**SELECTED TEXT**
I know I will have to change and adapt it soon to accommodate a full time work shedule… Working moms out there, how do do it?

Getting my feet (and everything else) wet at the mikvah 2/2

Source: Flare.com

Source: Flare.com

It had been four years since my first immersion. I cannot tell you exactly what made me suddenly want to go to the mikvah. Until recently, I had mostly considered the rules regarding Tarahat ha’mishpacha (family purity) as  little more than a scheme devised by rabbis to increase the Jewish birth rate, or an outdated remnant of a time when female menstruation was mysterious, repulsive and scary. It was one of the chapters I had put on the “maybe some day” shelf when I converted.

The mikvah itself had always appealed to me greatly. There is something extremely compelling about the act of immersing oneself. Judaism is far from alone in its belief in the cleansing powers of water.

It was a nice, quiet drive, by myself at night,  with some old-ish pop-punk tunes playing at a volume my late thirties can still handle. I don’t often get the car to myself these days, so already, pulling out of the driveway, it felt like a bit of a treat.

When I pulled up into the parking lot, I saw that two other women were waiting by the door: Sam’s former teacher from his brief stint at a Jewish preschool, and his future Sunday Hebrew school teacher… I was a bit baffled by the serendipity of it all.

**WHAT NEEDS TO BE DONE**
Continue the mikvah blog post from its last sentence, keeping the same first-person voice.

Records from a data collection:

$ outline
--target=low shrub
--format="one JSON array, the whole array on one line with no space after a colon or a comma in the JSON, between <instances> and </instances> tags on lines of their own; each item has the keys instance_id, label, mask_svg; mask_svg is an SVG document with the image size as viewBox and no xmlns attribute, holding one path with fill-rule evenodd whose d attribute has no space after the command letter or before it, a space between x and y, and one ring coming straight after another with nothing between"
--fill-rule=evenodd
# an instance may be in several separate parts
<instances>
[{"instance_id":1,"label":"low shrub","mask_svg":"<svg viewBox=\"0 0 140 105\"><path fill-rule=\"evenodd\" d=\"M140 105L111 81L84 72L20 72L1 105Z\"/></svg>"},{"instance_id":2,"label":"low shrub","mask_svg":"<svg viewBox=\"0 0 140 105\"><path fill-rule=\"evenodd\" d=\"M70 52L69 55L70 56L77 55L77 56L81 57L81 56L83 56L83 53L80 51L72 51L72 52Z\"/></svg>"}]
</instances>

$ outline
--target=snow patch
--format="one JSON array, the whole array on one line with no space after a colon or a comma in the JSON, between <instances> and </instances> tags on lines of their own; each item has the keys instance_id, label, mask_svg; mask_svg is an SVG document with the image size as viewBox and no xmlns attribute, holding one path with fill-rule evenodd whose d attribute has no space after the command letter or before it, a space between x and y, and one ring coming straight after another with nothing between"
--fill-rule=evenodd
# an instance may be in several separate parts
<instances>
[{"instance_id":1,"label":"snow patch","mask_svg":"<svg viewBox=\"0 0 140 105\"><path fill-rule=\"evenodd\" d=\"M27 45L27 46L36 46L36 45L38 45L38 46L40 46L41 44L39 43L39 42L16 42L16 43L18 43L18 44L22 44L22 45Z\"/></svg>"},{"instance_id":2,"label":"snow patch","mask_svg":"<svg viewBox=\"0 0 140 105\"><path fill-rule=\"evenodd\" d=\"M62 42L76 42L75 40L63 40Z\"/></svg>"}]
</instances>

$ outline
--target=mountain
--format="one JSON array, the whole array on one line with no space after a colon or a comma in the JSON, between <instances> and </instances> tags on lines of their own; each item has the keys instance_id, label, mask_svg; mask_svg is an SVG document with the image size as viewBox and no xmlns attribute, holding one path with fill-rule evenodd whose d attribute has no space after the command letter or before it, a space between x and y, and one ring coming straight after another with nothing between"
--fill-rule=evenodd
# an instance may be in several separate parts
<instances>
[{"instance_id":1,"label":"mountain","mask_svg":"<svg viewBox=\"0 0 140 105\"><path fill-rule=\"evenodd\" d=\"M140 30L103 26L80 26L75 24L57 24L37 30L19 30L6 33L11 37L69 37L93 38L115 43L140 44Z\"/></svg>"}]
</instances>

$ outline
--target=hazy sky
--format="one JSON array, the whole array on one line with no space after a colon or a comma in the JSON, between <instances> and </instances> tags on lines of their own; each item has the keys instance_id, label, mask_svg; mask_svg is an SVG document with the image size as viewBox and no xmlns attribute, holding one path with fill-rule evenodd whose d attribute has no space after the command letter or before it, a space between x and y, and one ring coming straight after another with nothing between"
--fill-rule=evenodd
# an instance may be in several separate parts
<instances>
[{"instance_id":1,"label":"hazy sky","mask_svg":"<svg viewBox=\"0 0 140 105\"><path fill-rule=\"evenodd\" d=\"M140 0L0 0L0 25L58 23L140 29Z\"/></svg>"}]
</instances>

**RESPONSE**
Truth be told, I felt a bit awkward. I didn’t try to hide my inexperience, although strangely I felt the need to justify it. There is so much I don’t know about Jewish customs, the kind that is not written down anywhere but passed down through families and communities. I am always afraid of saying the wrong thing.

“So what made you decide to come after four years?” asked Sam’s former teacher. There was nothing judgmental in her tone, she really just wanted to know. For lack of a better way to explain it, I said I started “missing” it. And I was curious. The time just felt right to take it off the “someday” shelf and try it out.

After some friendly chatter, the mikvah attendant let us in. I was lead to the same preparation room I had used four years before, and I remembered enough about the process that it felt somewhat familiar. The meticulous shower, combing of the hair, trimming of the nails, and so on. I chose the smallest of the three bathrobes to wrap myself in and buzzed the attendant. I could hear her pronounce the word “kosher” as one of the other two women came up from her immersion, meaning that every part of the body had been fully immersed.

I did not wait long, five minutes maybe, and she knocked on my door. She asked me if I needed her to check me, and I said yes, it being my first time in a long time and all. She quickly took a look at my back and invited me to enter the pool.

I had expected the water to be rather cool, but it was warm this time, almost like a bath. It was surprisingly comforting on a cold winter night.

I went under, making sure to lift my feet and to go deep enough for all of my hair to be submerged, but when I came back up, the attendant told me that the top of my head had not gone below the surface. I quickly swallowed my embarrassment (how do you mess that up??) and did it again, this time letting more air out and taking my time.

There is something incredibly peaceful, for those few seconds, suspended under water. It feels like the world is suddenly light years away. Everything is quiet, warm, easy.

This time the attendant pronounced my dunk kosher, and I said the blessing: Baruch atah Adonaï eloheinu, melech ha’olam, asher kid’shanu bemitzvotav, vetzivanu al netilat ha’tvilah.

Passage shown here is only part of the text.